--- Selected passage ---

Hacker News new | ask | show | jobs
by pizzabearman 2589 days ago
Travelling doesn't mean having to visit all the tourist sites. You can travel anywhere and get a much more genuine experience by not going every tourists destination. You will have such a better experience. Especially like in your case if you studied/know the local language.
1 comments

Yes, I feel like it's a bit selfish (no malice intended towards the parent poster) to complain about tourists being everywhere when you yourself are a tourist who also wants to see the sights. Obviously you're not going to be the only person in the world who wants to see something cool in a foreign country.

I think you're spot on. Consider the tourist-y American cities - New York, Boston, LA, Chicago, SF, etc. - most of the city dwellers have no care for the tourists because they don't spend all of their time next to attractions. They go to work, they go to school, they go to parks, etc. All of these are different in different places, and worth looking at themselves! It doesn't need to be on a brochure or part of a guided tour to be rich with history and purpose. And often, venturing out from the "golden path" leads to a healthy dose of reality (valuable!) when you see how normal people operate outside of the tourists spots.

I have lived in downtown Brooklyn for about 20 years. I live in Brooklyn Heights and my company is in Dumbo, and I walk by the Brooklyn Bridge on the way to work every day.

--- Data shown ---

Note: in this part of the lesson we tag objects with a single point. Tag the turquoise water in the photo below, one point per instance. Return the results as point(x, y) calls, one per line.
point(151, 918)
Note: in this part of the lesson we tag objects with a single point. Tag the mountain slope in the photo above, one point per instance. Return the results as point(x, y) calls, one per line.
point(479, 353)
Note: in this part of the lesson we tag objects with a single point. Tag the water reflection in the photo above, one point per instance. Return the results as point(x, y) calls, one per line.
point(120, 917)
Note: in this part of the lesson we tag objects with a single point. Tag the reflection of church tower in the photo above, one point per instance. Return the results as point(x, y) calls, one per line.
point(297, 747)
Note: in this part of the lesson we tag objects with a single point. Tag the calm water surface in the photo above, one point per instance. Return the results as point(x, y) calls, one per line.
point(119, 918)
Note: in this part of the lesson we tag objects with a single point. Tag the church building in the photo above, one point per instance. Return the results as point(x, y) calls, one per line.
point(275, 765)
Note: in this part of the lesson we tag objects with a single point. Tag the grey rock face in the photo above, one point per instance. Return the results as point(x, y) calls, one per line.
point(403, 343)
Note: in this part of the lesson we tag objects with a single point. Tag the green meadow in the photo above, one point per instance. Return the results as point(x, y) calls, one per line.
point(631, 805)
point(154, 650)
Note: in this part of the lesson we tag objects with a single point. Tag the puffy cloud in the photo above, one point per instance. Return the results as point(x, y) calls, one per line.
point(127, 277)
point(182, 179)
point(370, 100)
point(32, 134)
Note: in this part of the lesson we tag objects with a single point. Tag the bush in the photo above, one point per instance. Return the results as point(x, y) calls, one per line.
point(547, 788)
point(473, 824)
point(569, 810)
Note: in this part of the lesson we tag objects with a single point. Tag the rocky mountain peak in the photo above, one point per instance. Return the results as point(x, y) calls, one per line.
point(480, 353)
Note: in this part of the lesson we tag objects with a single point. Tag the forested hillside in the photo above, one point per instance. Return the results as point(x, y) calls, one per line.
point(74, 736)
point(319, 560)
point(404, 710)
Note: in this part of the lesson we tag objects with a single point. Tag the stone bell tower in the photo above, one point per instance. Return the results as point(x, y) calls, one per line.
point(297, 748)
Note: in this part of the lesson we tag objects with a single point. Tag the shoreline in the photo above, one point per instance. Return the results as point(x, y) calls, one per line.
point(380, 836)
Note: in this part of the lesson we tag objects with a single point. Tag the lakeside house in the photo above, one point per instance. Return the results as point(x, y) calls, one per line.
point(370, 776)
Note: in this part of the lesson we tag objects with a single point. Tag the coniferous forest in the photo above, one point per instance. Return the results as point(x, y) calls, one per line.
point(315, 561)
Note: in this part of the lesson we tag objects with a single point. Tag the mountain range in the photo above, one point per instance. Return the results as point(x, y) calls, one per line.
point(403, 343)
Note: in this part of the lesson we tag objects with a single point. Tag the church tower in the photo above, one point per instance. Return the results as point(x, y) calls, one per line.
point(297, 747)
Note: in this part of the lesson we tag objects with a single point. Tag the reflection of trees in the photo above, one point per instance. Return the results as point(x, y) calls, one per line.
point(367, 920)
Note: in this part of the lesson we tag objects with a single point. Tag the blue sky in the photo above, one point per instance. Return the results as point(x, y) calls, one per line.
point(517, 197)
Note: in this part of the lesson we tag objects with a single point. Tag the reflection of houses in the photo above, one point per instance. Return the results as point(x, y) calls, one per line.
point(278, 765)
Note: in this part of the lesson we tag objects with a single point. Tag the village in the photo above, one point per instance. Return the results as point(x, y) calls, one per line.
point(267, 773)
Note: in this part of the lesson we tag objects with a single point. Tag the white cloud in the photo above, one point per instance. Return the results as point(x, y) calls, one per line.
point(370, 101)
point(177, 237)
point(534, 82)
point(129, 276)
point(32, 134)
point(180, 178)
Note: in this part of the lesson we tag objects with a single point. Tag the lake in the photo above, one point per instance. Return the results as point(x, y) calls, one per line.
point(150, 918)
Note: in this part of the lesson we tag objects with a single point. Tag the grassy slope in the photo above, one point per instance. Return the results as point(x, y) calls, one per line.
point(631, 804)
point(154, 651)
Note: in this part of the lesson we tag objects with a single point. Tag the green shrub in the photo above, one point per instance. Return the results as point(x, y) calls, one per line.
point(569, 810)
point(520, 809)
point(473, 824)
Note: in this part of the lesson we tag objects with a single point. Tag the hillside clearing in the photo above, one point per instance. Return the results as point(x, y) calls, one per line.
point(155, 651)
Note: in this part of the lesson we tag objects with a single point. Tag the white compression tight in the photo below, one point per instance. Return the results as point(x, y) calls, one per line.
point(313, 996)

---

== Exercise ==
Please rewrite the paragraph of the travel discussion above that begins "I think you're spot on" in a shorter form, keeping its main facts.

== Result of the exercise ==
Agreed. People living in touristy American cities such as New York, Boston, LA, Chicago and SF mostly pay no attention to tourists, because they spend their days at work, school and parks rather than beside attractions. Those everyday places vary from city to city and deserve a look too. A place doesn't have to be in a brochure or on a guided tour to be rich with history and purpose. Leaving the "golden path" often gives a healthy and valuable dose of reality about how normal people live outside the tourist spots.